DIRECTIONS:
Below are the records; pull every line that includes "bench".

[Image point grounding data]
+++++
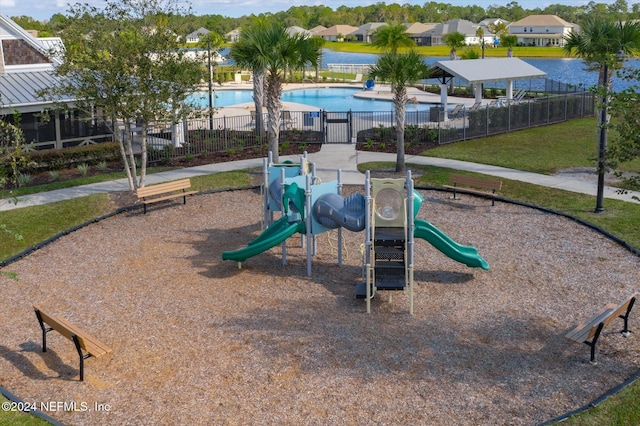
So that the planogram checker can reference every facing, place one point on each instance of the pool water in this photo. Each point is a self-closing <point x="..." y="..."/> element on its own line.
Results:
<point x="334" y="99"/>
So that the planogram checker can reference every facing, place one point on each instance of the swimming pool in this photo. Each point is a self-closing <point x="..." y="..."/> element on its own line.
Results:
<point x="327" y="98"/>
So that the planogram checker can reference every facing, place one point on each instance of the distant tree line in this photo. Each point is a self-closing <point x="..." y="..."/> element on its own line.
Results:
<point x="431" y="12"/>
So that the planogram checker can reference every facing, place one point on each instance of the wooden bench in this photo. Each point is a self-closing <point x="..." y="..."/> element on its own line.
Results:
<point x="84" y="341"/>
<point x="474" y="185"/>
<point x="589" y="331"/>
<point x="165" y="191"/>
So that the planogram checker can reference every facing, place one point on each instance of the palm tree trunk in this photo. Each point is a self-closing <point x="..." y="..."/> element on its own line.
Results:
<point x="258" y="99"/>
<point x="274" y="107"/>
<point x="400" y="101"/>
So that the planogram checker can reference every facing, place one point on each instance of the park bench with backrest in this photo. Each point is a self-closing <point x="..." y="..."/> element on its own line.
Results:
<point x="165" y="191"/>
<point x="474" y="185"/>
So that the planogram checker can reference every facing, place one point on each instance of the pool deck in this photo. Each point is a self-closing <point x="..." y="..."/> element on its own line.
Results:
<point x="380" y="92"/>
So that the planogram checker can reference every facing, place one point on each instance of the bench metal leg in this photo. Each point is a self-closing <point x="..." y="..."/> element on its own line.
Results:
<point x="592" y="343"/>
<point x="81" y="355"/>
<point x="45" y="330"/>
<point x="625" y="331"/>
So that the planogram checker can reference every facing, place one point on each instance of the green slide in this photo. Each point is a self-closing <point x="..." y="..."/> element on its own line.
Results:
<point x="458" y="252"/>
<point x="279" y="231"/>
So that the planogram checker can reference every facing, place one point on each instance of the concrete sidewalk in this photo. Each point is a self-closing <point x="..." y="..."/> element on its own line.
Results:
<point x="327" y="161"/>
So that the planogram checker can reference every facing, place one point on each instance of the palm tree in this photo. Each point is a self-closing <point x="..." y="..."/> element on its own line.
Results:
<point x="454" y="41"/>
<point x="270" y="51"/>
<point x="400" y="70"/>
<point x="392" y="37"/>
<point x="599" y="44"/>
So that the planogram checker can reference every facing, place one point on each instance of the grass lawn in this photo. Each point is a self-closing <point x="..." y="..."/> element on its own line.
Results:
<point x="543" y="150"/>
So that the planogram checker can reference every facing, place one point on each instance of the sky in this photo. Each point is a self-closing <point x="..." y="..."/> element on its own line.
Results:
<point x="44" y="9"/>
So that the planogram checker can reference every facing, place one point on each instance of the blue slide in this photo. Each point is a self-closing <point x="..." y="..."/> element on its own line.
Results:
<point x="467" y="255"/>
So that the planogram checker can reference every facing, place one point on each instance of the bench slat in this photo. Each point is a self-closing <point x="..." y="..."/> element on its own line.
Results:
<point x="474" y="182"/>
<point x="87" y="342"/>
<point x="164" y="191"/>
<point x="586" y="329"/>
<point x="168" y="197"/>
<point x="162" y="188"/>
<point x="589" y="331"/>
<point x="67" y="329"/>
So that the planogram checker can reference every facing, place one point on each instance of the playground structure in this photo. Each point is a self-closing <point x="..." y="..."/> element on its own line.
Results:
<point x="387" y="213"/>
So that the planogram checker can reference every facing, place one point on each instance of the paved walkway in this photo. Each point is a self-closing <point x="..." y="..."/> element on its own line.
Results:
<point x="328" y="160"/>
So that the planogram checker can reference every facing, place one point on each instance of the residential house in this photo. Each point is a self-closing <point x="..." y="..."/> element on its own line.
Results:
<point x="233" y="35"/>
<point x="418" y="27"/>
<point x="295" y="30"/>
<point x="435" y="36"/>
<point x="195" y="36"/>
<point x="315" y="30"/>
<point x="26" y="68"/>
<point x="365" y="32"/>
<point x="541" y="30"/>
<point x="337" y="32"/>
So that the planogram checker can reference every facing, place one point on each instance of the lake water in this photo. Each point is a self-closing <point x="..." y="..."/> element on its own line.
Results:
<point x="565" y="70"/>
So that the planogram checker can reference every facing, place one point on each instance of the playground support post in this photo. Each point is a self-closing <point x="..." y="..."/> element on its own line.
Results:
<point x="307" y="219"/>
<point x="284" y="243"/>
<point x="266" y="220"/>
<point x="339" y="190"/>
<point x="410" y="225"/>
<point x="368" y="238"/>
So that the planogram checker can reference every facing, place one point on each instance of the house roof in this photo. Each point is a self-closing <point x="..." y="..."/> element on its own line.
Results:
<point x="20" y="89"/>
<point x="295" y="30"/>
<point x="462" y="26"/>
<point x="338" y="30"/>
<point x="369" y="28"/>
<point x="315" y="30"/>
<point x="199" y="32"/>
<point x="487" y="70"/>
<point x="541" y="21"/>
<point x="12" y="31"/>
<point x="418" y="27"/>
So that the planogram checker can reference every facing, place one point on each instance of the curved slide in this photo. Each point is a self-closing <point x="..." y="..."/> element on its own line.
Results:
<point x="275" y="234"/>
<point x="458" y="252"/>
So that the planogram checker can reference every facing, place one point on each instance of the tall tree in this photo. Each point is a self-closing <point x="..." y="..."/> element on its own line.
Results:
<point x="390" y="38"/>
<point x="509" y="41"/>
<point x="599" y="44"/>
<point x="454" y="41"/>
<point x="125" y="60"/>
<point x="401" y="70"/>
<point x="273" y="52"/>
<point x="625" y="145"/>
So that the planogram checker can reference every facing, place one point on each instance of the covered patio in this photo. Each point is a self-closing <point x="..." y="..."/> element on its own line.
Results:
<point x="479" y="71"/>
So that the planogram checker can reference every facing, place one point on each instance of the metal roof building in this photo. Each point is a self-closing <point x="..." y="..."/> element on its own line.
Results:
<point x="478" y="71"/>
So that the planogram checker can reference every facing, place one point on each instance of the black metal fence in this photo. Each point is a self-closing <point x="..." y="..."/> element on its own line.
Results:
<point x="428" y="126"/>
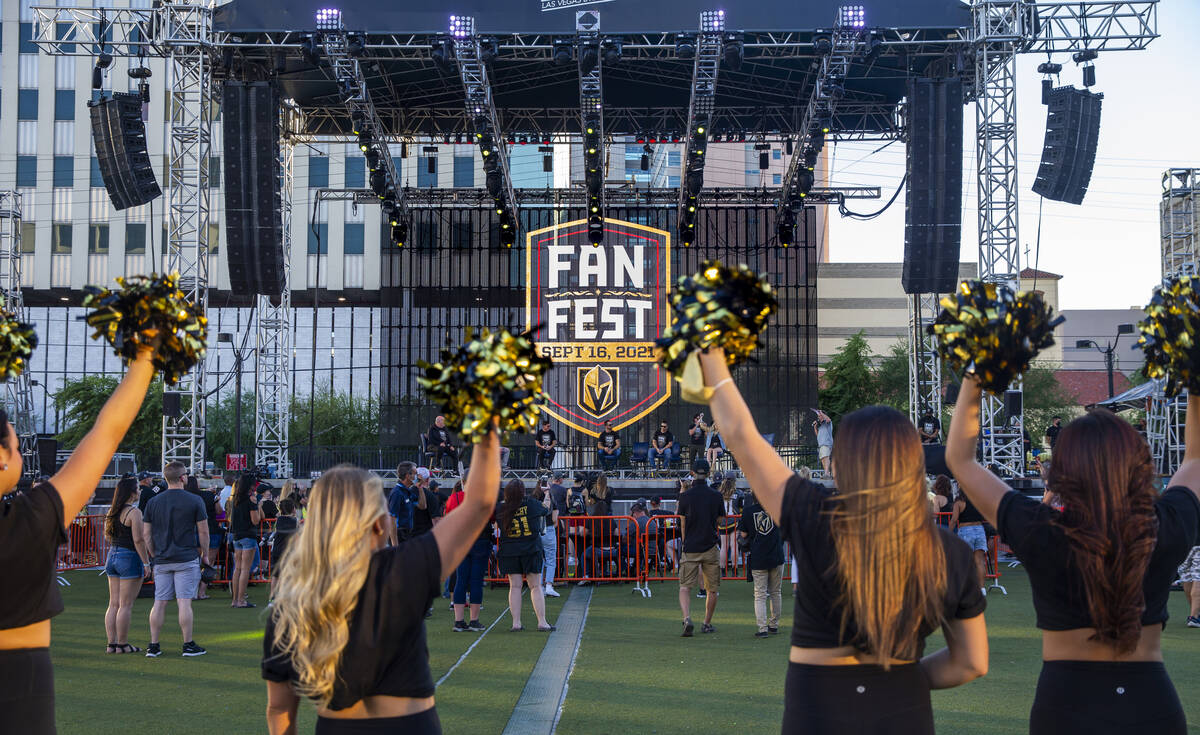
+++++
SOLUTION:
So that the planogram checker can reference every facing, place one point on each instance of the wooden bench in this photo. Each point is a self-closing <point x="..." y="..."/> element on its own line.
So that the planogram checker can reference every facing, place one point on each instance of the park bench with backrest in this photo. Each point is a self-closing <point x="..." y="..."/> element on its own line.
So that the planogram checker can reference every facing, place one point on each instance of the bench metal leg in this photo. Each point is a self-closing <point x="..." y="..."/> element on its own line.
So that the planogram checker can reference every facing, place one point on each instance of the bench slat in this photo. Each point is a self-closing <point x="..." y="..."/> element on its own line.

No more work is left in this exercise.